Start of Exercise inputs
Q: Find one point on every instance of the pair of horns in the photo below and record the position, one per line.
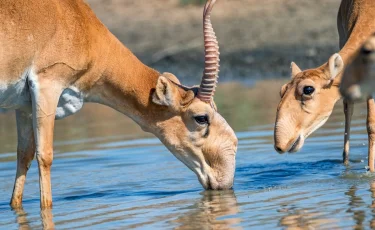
(211, 56)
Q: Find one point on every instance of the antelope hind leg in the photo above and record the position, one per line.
(44, 96)
(25, 154)
(371, 132)
(348, 110)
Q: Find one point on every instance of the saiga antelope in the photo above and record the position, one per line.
(56, 55)
(308, 99)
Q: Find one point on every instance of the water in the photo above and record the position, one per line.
(108, 174)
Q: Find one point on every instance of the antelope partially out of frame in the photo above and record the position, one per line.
(359, 76)
(56, 55)
(308, 99)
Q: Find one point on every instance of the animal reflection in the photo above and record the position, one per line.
(208, 212)
(46, 217)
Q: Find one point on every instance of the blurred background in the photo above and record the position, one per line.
(258, 39)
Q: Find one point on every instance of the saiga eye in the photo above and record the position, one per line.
(308, 90)
(202, 120)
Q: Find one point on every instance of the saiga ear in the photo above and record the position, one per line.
(164, 92)
(171, 77)
(295, 69)
(335, 66)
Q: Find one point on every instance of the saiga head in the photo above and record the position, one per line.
(188, 123)
(306, 103)
(359, 77)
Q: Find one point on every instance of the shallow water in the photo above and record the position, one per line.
(108, 174)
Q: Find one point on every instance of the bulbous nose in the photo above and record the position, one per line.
(279, 149)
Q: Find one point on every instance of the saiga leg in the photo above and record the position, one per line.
(25, 154)
(348, 110)
(45, 95)
(371, 132)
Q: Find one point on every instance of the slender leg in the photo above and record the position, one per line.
(47, 218)
(371, 132)
(25, 154)
(348, 110)
(44, 95)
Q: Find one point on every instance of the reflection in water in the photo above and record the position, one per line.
(46, 217)
(356, 202)
(213, 211)
(22, 221)
(303, 219)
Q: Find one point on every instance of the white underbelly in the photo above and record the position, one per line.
(70, 102)
(14, 95)
(17, 95)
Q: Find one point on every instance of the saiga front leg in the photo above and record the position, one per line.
(348, 110)
(25, 154)
(371, 132)
(45, 94)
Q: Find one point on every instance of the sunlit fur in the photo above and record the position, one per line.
(50, 46)
(359, 77)
(298, 117)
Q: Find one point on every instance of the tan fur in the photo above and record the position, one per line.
(359, 76)
(61, 44)
(298, 115)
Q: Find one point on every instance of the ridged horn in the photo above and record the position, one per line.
(211, 56)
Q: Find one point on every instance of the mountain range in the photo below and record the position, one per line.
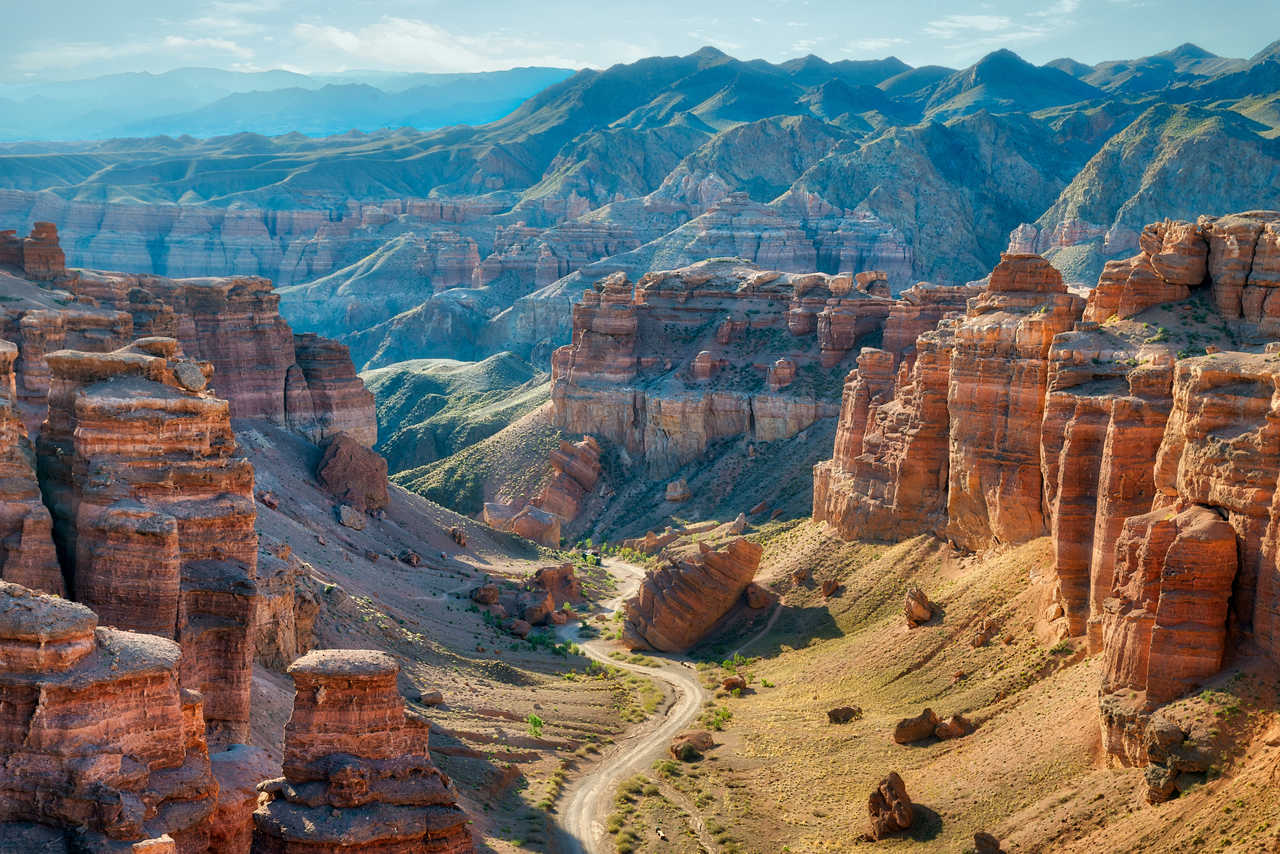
End of Exercise inputs
What is expected
Copy out only the lines beginning at the line with "Q: Find one point on every instance of the tan" and ending at the last line of the entries. Keep them exact; drop pictures.

Solved exercise
Q: Find one point on every instance of the tan fur in the photo above and record the position, one per line.
(359, 76)
(61, 44)
(298, 115)
Q: Find one point on every instance of the ridged horn in the photo above and record the position, one per line.
(211, 56)
Q: Find one point on every instance of the mountain range in the photo below and record the position, one per line.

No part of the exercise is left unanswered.